**TO BE DONE:**
1) In the passage below, restate the text from "My beloved and" up to and including "may come true.", replacing "property" with "land".
2) List every calendar year that the passage below mentions.

**EXTRACT:**
● ● ● ●

If I stop to think about it too long, I will panic. Because with every passing year I get closer to the day I will exit my body. I get panicky, not because I’m afraid to die. Well, I am a little, but aren’t we all? I panic because I’m running out of time to do all the things I want to do.

My beloved and I got engaged this year, and we are building a home on a little piece of property I inherited from Daddy. Our contractor assured us it would be ready for us to move in by Thanksgiving. We walked the property today and were discussing all the things that needed to be done. It was a bit overwhelming. I took a little pause and said, “we just have to make that part of the five year plan, and concentrate on one thing at a time.”

Being married to him and living on this spot have been two of my three most important wishes for 2022 (also 2020 and 2021), and it looks like they just may come true.

● ● ● ●

**DATA LINES:**

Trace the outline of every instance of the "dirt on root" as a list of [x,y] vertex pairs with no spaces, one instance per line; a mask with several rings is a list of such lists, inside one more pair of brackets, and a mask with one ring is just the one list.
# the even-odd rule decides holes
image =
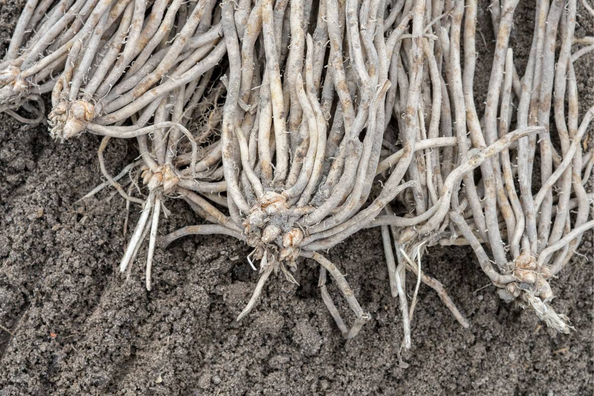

● ● ● ●

**EXPECTED OUTPUTS:**
1)
My beloved and I got engaged this year, and we are building a home on a little piece of land I inherited from Daddy. Our contractor assured us it would be ready for us to move in by Thanksgiving. We walked the land today and were discussing all the things that needed to be done. It was a bit overwhelming. I took a little pause and said, “we just have to make that part of the five year plan, and concentrate on one thing at a time.”

Being married to him and living on this spot have been two of my three most important wishes for 2022 (also 2020 and 2021), and it looks like they just may come true.

2) 2022, 2020, 2021